**Task details**
Restate the following data in its entirety, word for word and without images.

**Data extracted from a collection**
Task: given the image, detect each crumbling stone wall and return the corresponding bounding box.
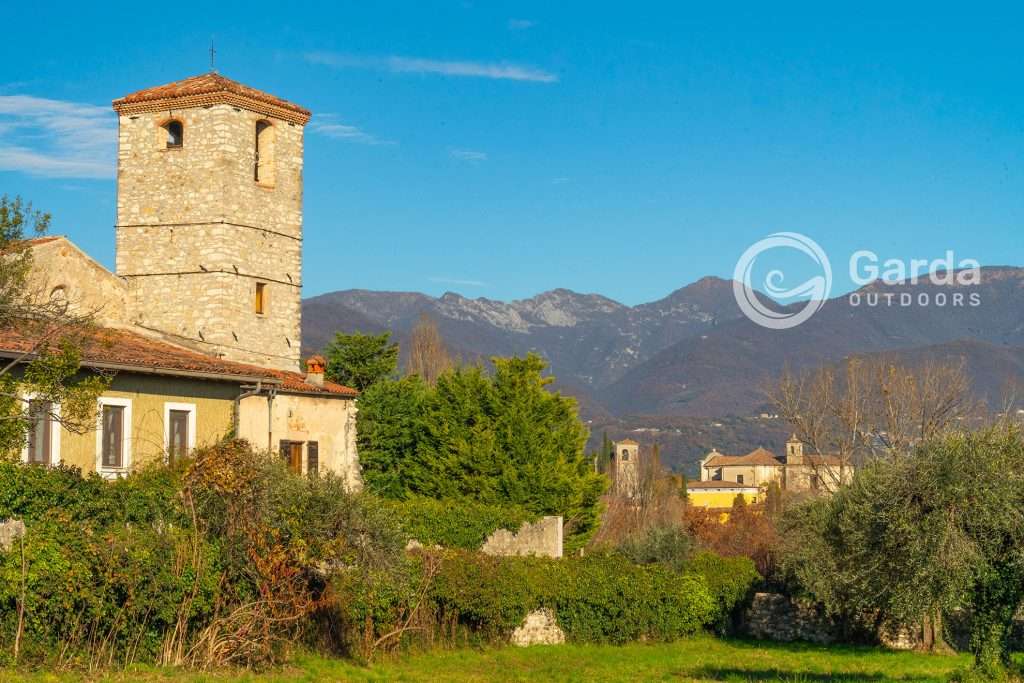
[742,592,839,644]
[481,516,563,558]
[511,609,565,646]
[115,103,305,371]
[742,592,927,651]
[0,520,25,552]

**Solution to this exercise**
Task: given the image, detect each crumbling stone wall and return the corresponding bounding box.
[742,592,839,644]
[481,516,563,558]
[511,609,565,646]
[115,103,305,371]
[742,592,927,651]
[0,520,25,552]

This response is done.